* WHAT NEEDS TO BE DONE: Beginning at the line that contains "Indicate the eyeglasses" and continuing through the final line below, write out every line again without leaving any out, and add 13 to each coordinate in the answers.
◇ ◇ ◇ ◇ ◇ ◇ ◇
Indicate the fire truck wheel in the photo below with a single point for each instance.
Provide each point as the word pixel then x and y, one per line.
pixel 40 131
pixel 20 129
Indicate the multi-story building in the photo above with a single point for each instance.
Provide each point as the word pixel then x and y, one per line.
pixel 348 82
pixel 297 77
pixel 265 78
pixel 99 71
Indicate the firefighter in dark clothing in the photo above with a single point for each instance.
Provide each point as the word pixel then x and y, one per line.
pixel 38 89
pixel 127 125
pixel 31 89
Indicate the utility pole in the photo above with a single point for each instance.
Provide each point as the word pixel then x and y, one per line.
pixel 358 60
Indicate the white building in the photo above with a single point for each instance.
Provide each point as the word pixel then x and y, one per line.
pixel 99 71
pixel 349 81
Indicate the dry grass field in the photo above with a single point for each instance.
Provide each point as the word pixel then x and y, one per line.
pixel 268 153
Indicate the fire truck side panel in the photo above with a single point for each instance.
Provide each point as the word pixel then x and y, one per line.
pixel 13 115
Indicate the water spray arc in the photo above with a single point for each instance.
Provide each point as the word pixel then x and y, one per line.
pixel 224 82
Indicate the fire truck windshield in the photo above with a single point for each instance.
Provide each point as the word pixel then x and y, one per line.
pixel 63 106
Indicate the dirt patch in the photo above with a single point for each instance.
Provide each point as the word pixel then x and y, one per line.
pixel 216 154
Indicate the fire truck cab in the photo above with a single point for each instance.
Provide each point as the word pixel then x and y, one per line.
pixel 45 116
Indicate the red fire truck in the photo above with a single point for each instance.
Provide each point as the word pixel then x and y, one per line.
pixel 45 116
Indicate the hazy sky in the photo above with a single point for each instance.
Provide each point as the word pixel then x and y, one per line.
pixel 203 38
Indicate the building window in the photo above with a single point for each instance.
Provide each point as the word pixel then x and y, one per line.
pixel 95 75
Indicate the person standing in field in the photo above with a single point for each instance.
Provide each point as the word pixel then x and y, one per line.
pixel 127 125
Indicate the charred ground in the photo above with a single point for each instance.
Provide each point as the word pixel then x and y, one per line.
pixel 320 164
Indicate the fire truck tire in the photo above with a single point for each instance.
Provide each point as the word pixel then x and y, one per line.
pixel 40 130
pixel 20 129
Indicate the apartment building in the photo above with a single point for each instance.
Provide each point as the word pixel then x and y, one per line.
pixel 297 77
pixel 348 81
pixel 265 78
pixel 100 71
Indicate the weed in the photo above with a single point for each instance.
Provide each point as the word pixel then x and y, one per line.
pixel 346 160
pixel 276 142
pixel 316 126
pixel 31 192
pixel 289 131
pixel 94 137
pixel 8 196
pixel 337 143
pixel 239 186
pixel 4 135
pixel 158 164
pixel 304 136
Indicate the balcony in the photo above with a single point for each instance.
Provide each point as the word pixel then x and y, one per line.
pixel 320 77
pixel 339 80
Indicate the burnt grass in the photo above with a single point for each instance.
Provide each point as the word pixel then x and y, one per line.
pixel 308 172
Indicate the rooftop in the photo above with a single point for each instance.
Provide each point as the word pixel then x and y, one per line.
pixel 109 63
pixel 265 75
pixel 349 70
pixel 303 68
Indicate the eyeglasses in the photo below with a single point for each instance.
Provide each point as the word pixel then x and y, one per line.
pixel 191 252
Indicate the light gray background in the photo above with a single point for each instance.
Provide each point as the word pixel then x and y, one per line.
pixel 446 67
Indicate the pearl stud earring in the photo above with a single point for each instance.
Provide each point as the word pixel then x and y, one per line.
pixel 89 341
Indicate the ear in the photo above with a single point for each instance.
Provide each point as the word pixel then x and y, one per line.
◇ ◇ ◇ ◇ ◇ ◇ ◇
* COMPLETE OUTPUT:
Indicate the eyeglasses in the photo below with a single point for each instance.
Provide each point as the word pixel then x and y, one per line.
pixel 204 265
Indicate the light gray background in the photo above with a single point for each instance.
Provide each point as the word pixel then x and y, one per line.
pixel 459 80
Indicate the pearl stud earring in the photo above with a single point for each instance.
Provide each point as the word pixel then x and y, one per line.
pixel 102 354
Indicate the ear in the photo above with a single point for each instance.
Provide each point as the word pixel then x and y, one per line.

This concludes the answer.